▶ Extract:
──────────────────────────────

The circuit court ultimately entered an order adopting this amendment following a hearing on the motion.
¶9 The circuit court held a hearing on the amendment motion, at which time the Kallases' attorney suggested an alternative remedy to the interpretation dispute. He stated his clients were willing to raise their bid to one dollar over the Pamer offer to keep the Property in their family. In response, the Lees suggested that an auction would be appropriate. The court remarked that the purpose of the partition proceedings here, given the context, was "not to keep [the Property] in the family," but rather "to sell and obtain the highest price" for all the ownership interests.
¶10 The circuit court agreed with the Lees' suggestion of an auction, explaining: "the whole purpose of this statute is to obtain the highest value for all of the parties." The referee noted that there was a hearing scheduled for the following week regarding the motion for approval to accept the Pamer offer. The court stated that prior to that hearing, the referee could hold an auction in the courthouse at which any interested buyers could bid. The Kallases once again urged the court to accept their $530,001 offer in lieu of the auction, which the court declined to do. Alternatively, the Kallases' attorney requested that there be public notice of the auction. The court stated that it would leave that matter to the referee's discretion and handle any objections to the manner of the auction at the time the referee requested approval of the sale.
The circuit court stated that the Kallases could object if the referee failed to "fulfill[] his obligation to get the highest price[.]"

──────────────────────────────

▶ Entries supplied:
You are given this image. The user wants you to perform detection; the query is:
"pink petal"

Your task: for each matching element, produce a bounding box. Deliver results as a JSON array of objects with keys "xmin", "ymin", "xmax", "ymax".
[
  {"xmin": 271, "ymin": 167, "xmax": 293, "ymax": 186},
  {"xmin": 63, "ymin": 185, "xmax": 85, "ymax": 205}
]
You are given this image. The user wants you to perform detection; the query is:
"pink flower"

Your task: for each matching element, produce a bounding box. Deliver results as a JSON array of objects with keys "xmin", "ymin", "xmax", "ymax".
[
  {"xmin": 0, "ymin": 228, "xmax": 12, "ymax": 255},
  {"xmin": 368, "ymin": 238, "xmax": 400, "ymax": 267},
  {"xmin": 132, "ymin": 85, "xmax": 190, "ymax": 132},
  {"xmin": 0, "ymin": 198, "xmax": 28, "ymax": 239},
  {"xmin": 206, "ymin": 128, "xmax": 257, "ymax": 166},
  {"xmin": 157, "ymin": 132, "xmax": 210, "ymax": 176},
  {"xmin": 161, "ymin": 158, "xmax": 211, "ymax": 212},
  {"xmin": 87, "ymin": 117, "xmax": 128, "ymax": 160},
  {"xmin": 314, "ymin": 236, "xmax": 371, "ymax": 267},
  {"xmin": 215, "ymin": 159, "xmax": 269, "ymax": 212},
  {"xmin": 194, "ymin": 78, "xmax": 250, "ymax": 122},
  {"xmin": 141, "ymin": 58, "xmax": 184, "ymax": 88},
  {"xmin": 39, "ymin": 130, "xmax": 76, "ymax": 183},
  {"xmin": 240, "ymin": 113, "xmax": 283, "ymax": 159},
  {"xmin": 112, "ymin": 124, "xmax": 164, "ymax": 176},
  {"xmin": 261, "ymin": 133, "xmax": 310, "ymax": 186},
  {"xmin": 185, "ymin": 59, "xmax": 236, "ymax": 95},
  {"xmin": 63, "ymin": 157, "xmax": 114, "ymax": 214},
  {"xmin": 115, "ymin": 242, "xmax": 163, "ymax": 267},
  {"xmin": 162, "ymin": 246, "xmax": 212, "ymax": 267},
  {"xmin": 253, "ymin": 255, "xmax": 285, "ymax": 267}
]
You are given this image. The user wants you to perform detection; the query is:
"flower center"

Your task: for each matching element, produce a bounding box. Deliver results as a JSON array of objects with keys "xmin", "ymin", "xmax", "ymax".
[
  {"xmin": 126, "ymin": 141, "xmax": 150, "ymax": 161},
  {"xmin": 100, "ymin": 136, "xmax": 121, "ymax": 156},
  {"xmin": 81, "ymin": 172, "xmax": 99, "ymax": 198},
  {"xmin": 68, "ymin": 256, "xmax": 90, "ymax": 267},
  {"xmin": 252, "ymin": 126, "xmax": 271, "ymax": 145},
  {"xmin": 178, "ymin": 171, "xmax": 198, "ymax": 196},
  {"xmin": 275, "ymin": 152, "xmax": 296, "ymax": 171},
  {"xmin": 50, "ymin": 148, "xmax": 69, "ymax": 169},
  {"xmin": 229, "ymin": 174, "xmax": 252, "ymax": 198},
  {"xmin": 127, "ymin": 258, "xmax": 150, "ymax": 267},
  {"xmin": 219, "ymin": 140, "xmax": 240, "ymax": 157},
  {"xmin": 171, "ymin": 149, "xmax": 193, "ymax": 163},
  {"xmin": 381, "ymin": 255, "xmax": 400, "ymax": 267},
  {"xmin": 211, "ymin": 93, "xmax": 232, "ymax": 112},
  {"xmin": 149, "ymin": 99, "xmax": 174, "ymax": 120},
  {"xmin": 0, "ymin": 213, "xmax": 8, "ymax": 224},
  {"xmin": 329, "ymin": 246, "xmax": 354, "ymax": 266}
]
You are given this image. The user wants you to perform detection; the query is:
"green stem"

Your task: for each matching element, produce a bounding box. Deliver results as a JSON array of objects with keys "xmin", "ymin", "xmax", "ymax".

──────────────────────────────

▶ Written problem 1: Translate this sentence from the court excerpt into Spanish: "In response, the Lees suggested that an auction would be appropriate."
▶ Written problem 2:
Answer these questions using the court excerpt:
(a) By how much over the Pamer offer were the Kallases willing to raise their bid?
(b) Where did the court say the referee could hold the auction?
(c) Under what condition did the court say the Kallases could object?

▶ Task response 1: En respuesta, los Lee sugirieron que una subasta sería apropiada.

▶ Task response 2:
(a) One dollar.
(b) In the courthouse.
(c) If the referee failed to fulfill his obligation to get the highest price.